◆ **Data provided**

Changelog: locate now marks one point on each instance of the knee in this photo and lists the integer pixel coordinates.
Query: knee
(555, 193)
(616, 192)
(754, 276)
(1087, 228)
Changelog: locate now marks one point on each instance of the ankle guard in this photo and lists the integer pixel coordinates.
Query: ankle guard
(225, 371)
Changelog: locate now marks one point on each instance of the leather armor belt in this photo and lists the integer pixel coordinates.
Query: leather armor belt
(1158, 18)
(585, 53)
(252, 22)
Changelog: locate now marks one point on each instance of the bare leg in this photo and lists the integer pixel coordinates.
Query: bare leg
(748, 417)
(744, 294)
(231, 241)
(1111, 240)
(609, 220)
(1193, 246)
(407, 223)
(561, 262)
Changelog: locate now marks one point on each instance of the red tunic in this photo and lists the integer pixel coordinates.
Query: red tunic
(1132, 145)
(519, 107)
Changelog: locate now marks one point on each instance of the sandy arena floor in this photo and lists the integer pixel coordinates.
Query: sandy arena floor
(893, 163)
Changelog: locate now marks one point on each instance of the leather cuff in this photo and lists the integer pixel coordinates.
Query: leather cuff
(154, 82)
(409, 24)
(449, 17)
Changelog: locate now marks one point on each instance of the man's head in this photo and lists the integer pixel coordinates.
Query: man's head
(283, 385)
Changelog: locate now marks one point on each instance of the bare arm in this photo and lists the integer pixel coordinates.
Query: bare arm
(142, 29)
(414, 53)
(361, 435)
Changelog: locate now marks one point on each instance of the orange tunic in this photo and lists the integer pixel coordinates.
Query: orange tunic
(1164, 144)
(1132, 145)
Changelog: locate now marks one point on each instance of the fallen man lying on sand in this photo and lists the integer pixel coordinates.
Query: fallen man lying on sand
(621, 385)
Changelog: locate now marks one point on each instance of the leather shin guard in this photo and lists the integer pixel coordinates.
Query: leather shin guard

◆ **What this task involves**
The full set of entries must be transcribed exactly.

◆ **Solution to this exercise**
Changelog: locate now marks one point on each instance of the knee in this photo and lists the integer pixel coordinates.
Query: knee
(555, 193)
(616, 192)
(754, 276)
(1087, 228)
Changelog: locate now marks one point on each instance of the ankle guard in this photo and lists the integer pixel coordinates.
Query: ankle guard
(225, 371)
Changelog: locate now marks one point on each instance of the leather armor belt in this photo and lists the integer pixel coordinates.
Query: leather armor belt
(1158, 18)
(585, 53)
(252, 22)
Changelog: locate now marks one point on each instance of the bare leg in this photo and lists the integer pixel coordinates.
Query: bare leg
(748, 417)
(744, 294)
(231, 241)
(1111, 240)
(609, 220)
(1193, 246)
(407, 223)
(561, 262)
Changelog: locate now marks one point on each instance of the red tunic in this photo and lists the integer pixel coordinates.
Query: red tunic
(1132, 145)
(519, 107)
Changelog: locate now marks one point on each instance of the sandy arena floor in this photo and lists the integer pixel coordinates.
Query: sandy arena floor
(893, 163)
Changelog: locate now marks one point on each instance of the leather cuff in this photo and lists the integer pixel coordinates.
Query: leather cuff
(154, 82)
(409, 24)
(449, 17)
Changelog: locate now marks one point on each instance of the man's head in this photo and lists the integer pixel coordinates.
Query: man's head
(283, 385)
Changelog: locate now marks one point on each instance of the bare arm in this photo and lists the integer pixel coordinates.
Query: bare arm
(142, 29)
(414, 53)
(361, 435)
Changelog: locate now marks one point on each instance of the orange tunic in this photo and lists the integer pixel coordinates.
Query: orange tunic
(1164, 144)
(1132, 145)
Changelog: locate now marks one point on each instance of the fallen man lying on sand in this photo and lists the integer pixel coordinates.
Query: fallen man lying on sand
(621, 385)
Changelog: locate now marks one point on each instance of the leather shin guard in this photo and lists the integer pixel coordinates.
Query: leather shin guard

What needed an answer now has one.